§ **LESETEXT**
········

Lyrik hat sich damit zunehmend als eine Kunstform etabliert, die sich ihre Orte selbst schafft. Gleichzeitig haben Kooperationen mit anderen Künsten wie Musik, Theater und Bildender Kunst dafür gesorgt, dass Dichter:innen auch in Theatern, Konzertsälen, Museen oder Galerien zu Hause sind: Es existieren Audiowalks, die zu Ausstellungen konzipiert werden, Lesungen, die mit Musiker:innen zu Konzerten arrangiert werden, oder theatralische Inszenierungen von Lyrik. Weiterhin ist die klassische Lesung für die Lyrik zentral, gleichzeitig gehen ihre Präsentationsformate aber weit darüber hinaus. Einige Lyriker:innen haben eigene Formate entwickelt, sodass Lyrik in Form von Slides, Posts, VR-Installationen, Websites und Bühnenperformances sichtbar wird.
Das Internet wird für die Lyrikproduktion und als Mittel für Verbreitung, Austausch und Kritik genutzt. Während die deutsche Lyriklandschaft im internationalen Vergleich eher zurückhaltend wirkt, wenn es darum geht, Gedichte auf Social Media zu posten, hat sie umso mehr redaktionell betreute Online-Projekte hervorgebracht.

········

§ **EINGABEDATEN**
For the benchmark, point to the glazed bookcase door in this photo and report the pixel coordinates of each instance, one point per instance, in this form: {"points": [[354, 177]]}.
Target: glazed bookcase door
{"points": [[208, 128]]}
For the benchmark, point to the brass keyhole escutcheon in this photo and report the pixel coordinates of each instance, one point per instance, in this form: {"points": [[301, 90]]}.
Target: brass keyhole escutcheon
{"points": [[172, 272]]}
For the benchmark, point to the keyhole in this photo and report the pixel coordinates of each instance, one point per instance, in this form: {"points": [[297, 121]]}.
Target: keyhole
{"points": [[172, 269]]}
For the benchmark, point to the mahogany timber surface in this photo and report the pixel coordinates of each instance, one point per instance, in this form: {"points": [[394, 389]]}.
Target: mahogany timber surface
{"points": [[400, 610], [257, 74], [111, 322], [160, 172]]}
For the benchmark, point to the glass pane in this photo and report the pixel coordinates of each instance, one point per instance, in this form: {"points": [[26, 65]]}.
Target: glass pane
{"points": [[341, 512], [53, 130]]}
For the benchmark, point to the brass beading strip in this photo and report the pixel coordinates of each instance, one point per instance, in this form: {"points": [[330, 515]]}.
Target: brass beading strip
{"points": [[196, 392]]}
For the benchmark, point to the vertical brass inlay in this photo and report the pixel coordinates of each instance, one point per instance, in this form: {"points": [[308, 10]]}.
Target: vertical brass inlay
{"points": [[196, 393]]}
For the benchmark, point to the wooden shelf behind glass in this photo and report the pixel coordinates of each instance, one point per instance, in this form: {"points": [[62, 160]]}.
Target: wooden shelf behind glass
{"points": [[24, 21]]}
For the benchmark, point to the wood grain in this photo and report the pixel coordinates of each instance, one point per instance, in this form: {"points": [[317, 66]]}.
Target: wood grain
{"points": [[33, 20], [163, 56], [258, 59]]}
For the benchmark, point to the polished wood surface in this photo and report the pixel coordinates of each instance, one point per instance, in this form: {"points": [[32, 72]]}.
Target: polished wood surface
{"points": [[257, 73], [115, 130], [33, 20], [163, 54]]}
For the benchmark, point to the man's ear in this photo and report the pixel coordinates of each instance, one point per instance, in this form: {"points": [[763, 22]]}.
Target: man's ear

········

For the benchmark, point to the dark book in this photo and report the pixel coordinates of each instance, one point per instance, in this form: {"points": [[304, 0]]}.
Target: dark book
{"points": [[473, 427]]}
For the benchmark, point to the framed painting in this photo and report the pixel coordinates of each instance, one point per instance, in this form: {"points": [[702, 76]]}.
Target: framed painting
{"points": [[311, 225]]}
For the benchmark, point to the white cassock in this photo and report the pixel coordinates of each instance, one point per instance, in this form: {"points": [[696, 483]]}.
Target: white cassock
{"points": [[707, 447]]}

········

§ **AUFGABEN**
1. Schreibe aus dem Text zur Lyrik den Abschnitt wortgetreu ab, der bei „Das Internet wird“ beginnt und bei „betreute Online-Projekte hervorgebracht.“ endet.
2. Ändere in den Datensätzen die Zeilen, beginnend bei der Zeile mit „For the benchmark, point to the wooden“ und endend bei der Zeile mit „Target: man's ear“, indem du „wood grain“ durch „grain pattern“ ersetzt. Gib nur diese Zeilen wieder und lass alles Übrige darin unverändert.
Die Datensätze stehen in keinem Zusammenhang mit dem Text zur Lyrik.

§ **ERGEBNISSE JE AUFGABE**
1.
Das Internet wird für die Lyrikproduktion und als Mittel für Verbreitung, Austausch und Kritik genutzt. Während die deutsche Lyriklandschaft im internationalen Vergleich eher zurückhaltend wirkt, wenn es darum geht, Gedichte auf Social Media zu posten, hat sie umso mehr redaktionell betreute Online-Projekte hervorgebracht.

2.
For the benchmark, point to the wooden shelf behind glass in this photo and report the pixel coordinates of each instance, one point per instance, in this form: {"points": [[62, 160]]}.
Target: wooden shelf behind glass
{"points": [[24, 21]]}
For the benchmark, point to the grain pattern in this photo and report the pixel coordinates of each instance, one point per instance, in this form: {"points": [[317, 66]]}.
Target: grain pattern
{"points": [[33, 20], [163, 56], [258, 59]]}
For the benchmark, point to the polished wood surface in this photo and report the pixel coordinates of each instance, one point per instance, in this form: {"points": [[32, 72]]}.
Target: polished wood surface
{"points": [[257, 73], [115, 130], [33, 20], [163, 54]]}
For the benchmark, point to the man's ear in this photo and report the pixel coordinates of each instance, one point per instance, in this form: {"points": [[763, 22]]}.
Target: man's ear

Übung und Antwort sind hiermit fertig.